**HOW TO COMPLETE THIS TASK**
Output the span of lines from the one that contains "Point out the gas" through the end of the records, inclusive, exactly as written and free of pictures.
[Opening SUPPLIED MATERIAL section]
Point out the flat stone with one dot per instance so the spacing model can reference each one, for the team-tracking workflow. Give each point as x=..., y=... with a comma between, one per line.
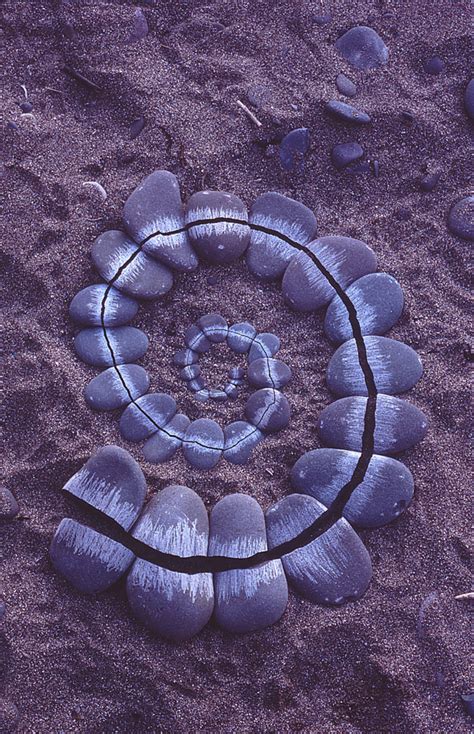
x=142, y=277
x=240, y=439
x=86, y=306
x=116, y=387
x=240, y=337
x=461, y=218
x=347, y=112
x=399, y=425
x=385, y=492
x=269, y=373
x=248, y=599
x=146, y=415
x=203, y=443
x=268, y=409
x=219, y=243
x=345, y=153
x=163, y=444
x=126, y=342
x=112, y=482
x=174, y=605
x=90, y=561
x=155, y=207
x=268, y=255
x=332, y=569
x=378, y=300
x=305, y=288
x=363, y=48
x=264, y=345
x=396, y=367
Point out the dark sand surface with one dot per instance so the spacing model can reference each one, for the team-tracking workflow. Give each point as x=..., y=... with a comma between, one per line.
x=396, y=661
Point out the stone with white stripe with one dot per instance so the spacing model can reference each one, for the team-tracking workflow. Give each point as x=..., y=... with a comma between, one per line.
x=305, y=287
x=174, y=605
x=138, y=275
x=203, y=443
x=332, y=569
x=116, y=387
x=378, y=301
x=398, y=424
x=146, y=415
x=122, y=344
x=151, y=213
x=396, y=367
x=87, y=306
x=385, y=492
x=247, y=599
x=219, y=243
x=267, y=254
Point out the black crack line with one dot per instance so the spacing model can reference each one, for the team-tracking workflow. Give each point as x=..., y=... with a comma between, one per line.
x=215, y=564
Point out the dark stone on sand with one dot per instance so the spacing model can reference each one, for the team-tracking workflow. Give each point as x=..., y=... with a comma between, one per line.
x=219, y=243
x=345, y=153
x=385, y=492
x=461, y=218
x=174, y=605
x=203, y=443
x=248, y=599
x=127, y=343
x=363, y=48
x=268, y=409
x=116, y=387
x=86, y=306
x=268, y=255
x=347, y=112
x=378, y=301
x=305, y=288
x=399, y=425
x=334, y=568
x=146, y=415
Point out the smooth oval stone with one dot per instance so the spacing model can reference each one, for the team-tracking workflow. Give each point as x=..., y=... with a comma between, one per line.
x=90, y=561
x=164, y=443
x=155, y=207
x=345, y=153
x=268, y=409
x=240, y=438
x=305, y=288
x=334, y=568
x=347, y=112
x=217, y=242
x=142, y=278
x=363, y=48
x=269, y=373
x=346, y=86
x=112, y=482
x=384, y=493
x=146, y=415
x=174, y=605
x=378, y=301
x=267, y=254
x=86, y=306
x=214, y=326
x=116, y=387
x=398, y=424
x=248, y=599
x=240, y=337
x=396, y=367
x=461, y=218
x=203, y=443
x=126, y=342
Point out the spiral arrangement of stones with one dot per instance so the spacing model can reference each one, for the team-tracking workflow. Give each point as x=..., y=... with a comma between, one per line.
x=183, y=566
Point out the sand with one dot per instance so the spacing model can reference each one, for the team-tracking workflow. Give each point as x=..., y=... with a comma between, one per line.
x=396, y=661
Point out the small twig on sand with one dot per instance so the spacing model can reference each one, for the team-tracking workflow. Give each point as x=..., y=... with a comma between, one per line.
x=249, y=113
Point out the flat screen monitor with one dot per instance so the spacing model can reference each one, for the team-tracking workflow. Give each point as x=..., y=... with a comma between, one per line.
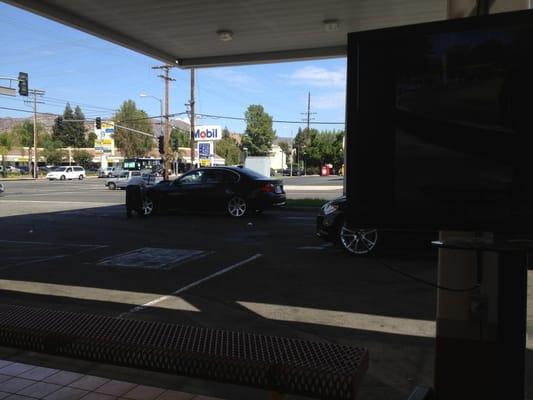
x=440, y=125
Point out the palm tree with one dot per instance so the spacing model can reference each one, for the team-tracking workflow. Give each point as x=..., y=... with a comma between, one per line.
x=7, y=141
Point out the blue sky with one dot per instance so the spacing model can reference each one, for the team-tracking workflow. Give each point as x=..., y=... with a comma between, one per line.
x=99, y=76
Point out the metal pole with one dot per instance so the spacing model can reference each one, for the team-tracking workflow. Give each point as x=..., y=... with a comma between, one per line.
x=35, y=155
x=192, y=117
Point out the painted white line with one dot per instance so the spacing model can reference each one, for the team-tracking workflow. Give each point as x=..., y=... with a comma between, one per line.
x=191, y=285
x=91, y=293
x=34, y=261
x=342, y=319
x=54, y=244
x=61, y=202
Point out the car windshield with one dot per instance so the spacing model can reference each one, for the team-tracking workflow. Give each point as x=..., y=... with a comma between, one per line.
x=252, y=173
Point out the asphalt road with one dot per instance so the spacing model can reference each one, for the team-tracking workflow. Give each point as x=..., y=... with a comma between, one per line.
x=69, y=246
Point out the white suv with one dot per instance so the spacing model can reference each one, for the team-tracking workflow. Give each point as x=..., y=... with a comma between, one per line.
x=68, y=172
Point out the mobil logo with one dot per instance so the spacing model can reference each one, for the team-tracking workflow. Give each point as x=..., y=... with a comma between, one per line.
x=208, y=132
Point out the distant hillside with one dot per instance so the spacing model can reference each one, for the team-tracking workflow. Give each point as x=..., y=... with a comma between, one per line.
x=8, y=123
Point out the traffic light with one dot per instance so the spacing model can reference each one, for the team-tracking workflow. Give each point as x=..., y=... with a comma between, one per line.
x=161, y=145
x=23, y=83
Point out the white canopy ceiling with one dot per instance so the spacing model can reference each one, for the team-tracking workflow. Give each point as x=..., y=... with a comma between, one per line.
x=185, y=31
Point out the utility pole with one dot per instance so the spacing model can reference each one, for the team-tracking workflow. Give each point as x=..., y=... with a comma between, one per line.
x=166, y=136
x=308, y=119
x=192, y=102
x=35, y=94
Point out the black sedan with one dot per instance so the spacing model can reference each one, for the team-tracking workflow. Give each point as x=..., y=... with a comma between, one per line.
x=331, y=226
x=236, y=191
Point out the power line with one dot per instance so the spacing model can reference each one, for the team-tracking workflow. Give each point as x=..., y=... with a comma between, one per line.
x=274, y=120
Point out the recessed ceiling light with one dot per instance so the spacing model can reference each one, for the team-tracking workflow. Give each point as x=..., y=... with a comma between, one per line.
x=225, y=35
x=331, y=25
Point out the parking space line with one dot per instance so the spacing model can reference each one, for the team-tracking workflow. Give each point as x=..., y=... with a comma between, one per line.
x=189, y=286
x=54, y=244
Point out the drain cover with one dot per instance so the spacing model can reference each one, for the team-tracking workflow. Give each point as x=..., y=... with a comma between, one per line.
x=152, y=258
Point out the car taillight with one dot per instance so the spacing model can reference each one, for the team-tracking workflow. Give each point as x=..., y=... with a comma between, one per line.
x=267, y=188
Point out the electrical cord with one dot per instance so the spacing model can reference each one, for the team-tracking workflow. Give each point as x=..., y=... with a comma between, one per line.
x=425, y=282
x=421, y=280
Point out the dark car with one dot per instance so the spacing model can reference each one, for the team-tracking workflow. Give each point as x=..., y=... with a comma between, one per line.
x=236, y=191
x=331, y=226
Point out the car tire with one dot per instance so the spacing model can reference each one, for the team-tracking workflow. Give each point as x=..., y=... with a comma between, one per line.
x=148, y=206
x=237, y=207
x=357, y=242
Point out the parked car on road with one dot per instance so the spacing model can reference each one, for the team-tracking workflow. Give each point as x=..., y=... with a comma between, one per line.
x=236, y=191
x=331, y=226
x=67, y=172
x=121, y=181
x=108, y=172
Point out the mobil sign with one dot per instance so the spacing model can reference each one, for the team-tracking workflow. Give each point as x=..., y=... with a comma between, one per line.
x=208, y=133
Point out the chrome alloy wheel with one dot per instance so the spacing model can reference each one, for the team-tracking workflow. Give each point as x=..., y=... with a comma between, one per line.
x=358, y=241
x=237, y=206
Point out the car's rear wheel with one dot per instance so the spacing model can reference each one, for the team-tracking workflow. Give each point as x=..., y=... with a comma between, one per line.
x=358, y=241
x=237, y=207
x=148, y=206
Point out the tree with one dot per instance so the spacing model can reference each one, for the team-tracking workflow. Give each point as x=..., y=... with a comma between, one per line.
x=71, y=131
x=179, y=138
x=228, y=148
x=259, y=134
x=82, y=157
x=91, y=137
x=130, y=143
x=52, y=151
x=286, y=148
x=7, y=142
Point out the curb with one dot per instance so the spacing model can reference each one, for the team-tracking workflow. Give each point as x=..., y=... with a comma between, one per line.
x=300, y=209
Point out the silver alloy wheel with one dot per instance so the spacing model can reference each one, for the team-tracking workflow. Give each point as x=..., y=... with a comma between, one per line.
x=358, y=241
x=148, y=206
x=237, y=206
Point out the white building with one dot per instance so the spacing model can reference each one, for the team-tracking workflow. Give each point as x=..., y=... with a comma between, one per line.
x=278, y=159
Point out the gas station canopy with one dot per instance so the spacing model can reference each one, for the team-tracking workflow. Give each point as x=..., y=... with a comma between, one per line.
x=224, y=32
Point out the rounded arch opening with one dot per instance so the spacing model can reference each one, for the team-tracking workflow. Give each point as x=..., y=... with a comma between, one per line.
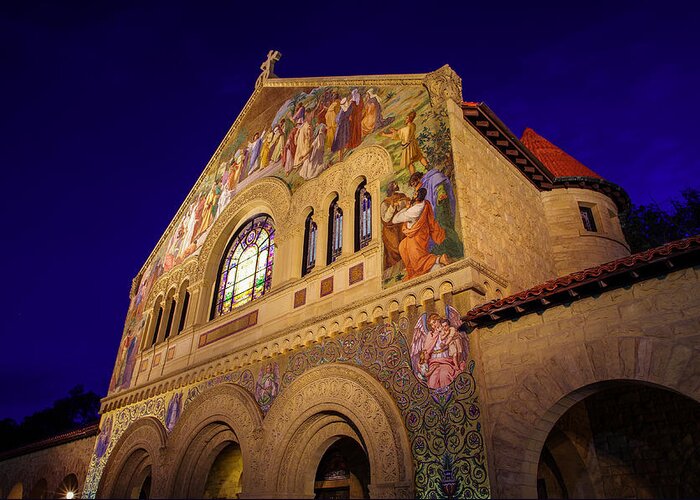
[Closing SUPPLIED MATERIAL section]
**ANSWER SPACE**
Point out the gas station canopy with one dot per instance so the spacing model can reference each one, for the team-tracking workflow. Give each point as x=..., y=... with a comma between, one per line.
x=224, y=32
Point out the rounded arch opening with one dot per instance so the spacing model can reference each one, for the team-tracking workflow. Give each point as x=..., y=... with a comma between, one per line.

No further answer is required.